> **EXTRACT**
------------------------------------------------------------
Air pollution.docx
Air pollution: everything you should know about a public health emergency
It isn’t just car fumes that fill our urban centres with particles. Why is air pollution on the rise, who does it affect most – and what can we do about it?
by Damian Carrington Environment editor
Mon 5 Nov 2018 01.00 EST
Why is air pollution a fast-growing concern?
Nothing is more vital to life than breathing: in a lifetime, about 250m litres of air passes through your lungs. Yet walk along a busy city street and you will inhale something like 20m particles in a single lungful.
Toxic air is now the biggest environmental risk of early death, responsible for one in nine of all fatalities. It kills 7 million people a year, far more than HIV, tuberculosis and malaria combined, for example. Dr Maria Neira, the World Health Organisation director with responsibility for air pollution, is blunt: “It is a global public health emergency.”
How much does it cost us?
The lost lives and ill health caused are also a colossal economic burden: $225bn in lost labour income in 2013, or $5.11tn per year (about $1m a minute), if welfare losses are added in, according to a 2016 World Bank report, which called the figure “a sobering wake-up call”.
Air pollution is getting worse in the developing world and, while it is getting better in some developed nations, our knowledge of how comprehensively it damages our bodies and minds is growing even faster.
Dirty air has been with us for centuries – previously, we simply lived with it – and no one has yet had air pollution as a cause of death on their death certificate. It is only in recent decades that the damage to health has become clear, and in recent years that the health crisis has received widespread attention, thanks to research revelations, government legal defeats and the Volkswagen diesel scandal.
But there is a silver lining to air pollution’s cloud of smog: action to cut it not only brings immediate benefits but also helps fight climate change in the longer term.
Who does it affect?
Almost everyone. Over 90% off the world’s population lives in places where air pollution is above WHO guidelines. It is worst in south and east Asia, where most of humanity lives, with traffic, dirty industry and the open burning of waste delivering a triple whammy.
India has almost half of the top 50 most polluted cities in the world, China has eight and Iran has three. Africa is highly polluted but little measured: in 2015 Paris had three times more monitoring stations than the entire continent.
But air pollution still affects rich nations too. “The trends are positive if we look at the last 50 years, but it depends how many deaths are you ready to accept,” says Neira. “We still have 500,000 deaths in Europe [per year] and this is totally unacceptable.”
------------------------------------------------------------
> **DATASET**
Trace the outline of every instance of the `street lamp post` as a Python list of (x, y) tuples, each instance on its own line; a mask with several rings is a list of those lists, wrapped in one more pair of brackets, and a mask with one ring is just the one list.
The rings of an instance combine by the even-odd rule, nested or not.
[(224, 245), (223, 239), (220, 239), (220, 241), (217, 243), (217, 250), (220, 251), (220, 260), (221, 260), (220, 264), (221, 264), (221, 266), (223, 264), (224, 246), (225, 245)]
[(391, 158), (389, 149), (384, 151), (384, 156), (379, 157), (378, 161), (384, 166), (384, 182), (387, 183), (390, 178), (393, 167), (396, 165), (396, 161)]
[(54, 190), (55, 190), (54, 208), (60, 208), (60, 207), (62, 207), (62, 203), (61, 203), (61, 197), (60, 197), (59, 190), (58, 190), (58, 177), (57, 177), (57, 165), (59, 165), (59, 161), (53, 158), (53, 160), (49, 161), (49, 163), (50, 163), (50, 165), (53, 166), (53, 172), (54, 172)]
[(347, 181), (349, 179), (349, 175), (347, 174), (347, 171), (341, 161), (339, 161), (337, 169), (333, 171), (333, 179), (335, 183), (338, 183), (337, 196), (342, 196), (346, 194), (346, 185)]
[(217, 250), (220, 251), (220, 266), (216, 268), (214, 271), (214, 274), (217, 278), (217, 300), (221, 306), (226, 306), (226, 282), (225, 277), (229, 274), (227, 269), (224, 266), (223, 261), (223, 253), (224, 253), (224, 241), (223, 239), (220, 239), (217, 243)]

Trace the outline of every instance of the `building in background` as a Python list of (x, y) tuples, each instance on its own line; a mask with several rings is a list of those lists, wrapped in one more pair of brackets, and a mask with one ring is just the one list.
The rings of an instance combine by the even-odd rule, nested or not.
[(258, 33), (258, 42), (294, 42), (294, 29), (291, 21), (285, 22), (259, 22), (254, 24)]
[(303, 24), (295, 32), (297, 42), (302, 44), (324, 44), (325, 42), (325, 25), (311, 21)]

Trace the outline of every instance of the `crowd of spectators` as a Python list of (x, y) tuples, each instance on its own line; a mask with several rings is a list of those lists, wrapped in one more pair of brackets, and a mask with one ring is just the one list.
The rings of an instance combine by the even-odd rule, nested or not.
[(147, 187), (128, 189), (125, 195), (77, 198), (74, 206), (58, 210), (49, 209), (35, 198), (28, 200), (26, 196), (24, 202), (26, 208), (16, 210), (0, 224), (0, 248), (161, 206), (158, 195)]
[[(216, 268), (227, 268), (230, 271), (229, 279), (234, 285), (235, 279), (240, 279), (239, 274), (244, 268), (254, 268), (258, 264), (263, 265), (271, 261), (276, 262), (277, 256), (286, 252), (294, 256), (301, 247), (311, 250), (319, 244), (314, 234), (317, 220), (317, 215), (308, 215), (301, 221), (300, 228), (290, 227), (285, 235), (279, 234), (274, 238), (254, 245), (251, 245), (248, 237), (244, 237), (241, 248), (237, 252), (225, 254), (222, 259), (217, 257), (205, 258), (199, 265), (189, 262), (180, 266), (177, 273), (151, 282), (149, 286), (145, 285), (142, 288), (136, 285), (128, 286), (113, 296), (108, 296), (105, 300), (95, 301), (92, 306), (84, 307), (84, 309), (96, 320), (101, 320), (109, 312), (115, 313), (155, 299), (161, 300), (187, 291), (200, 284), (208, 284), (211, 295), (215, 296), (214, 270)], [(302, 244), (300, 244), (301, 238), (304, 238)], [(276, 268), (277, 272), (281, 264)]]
------------------------------------------------------------
> **COMPLETE THE FOLLOWING**
1. According to the air pollution article, how many people does toxic air kill each year?
2. Rewrite the paragraph of the air pollution article that begins "India has almost half" as a short bulleted list, keeping its main facts.
3. List everything the air pollution article credits for the health crisis receiving widespread attention in recent years.

> **ANSWERS FOR EACH ITEM**
1. Toxic air kills 7 million people a year.

2.
- India has almost half of the world's 50 most polluted cities.
- China has eight of them, and Iran has three.
- Africa is highly polluted but little measured.
- In 2015, Paris had three times more monitoring stations than the entire African continent.

3.
- Research revelations
- Government legal defeats
- The Volkswagen diesel scandal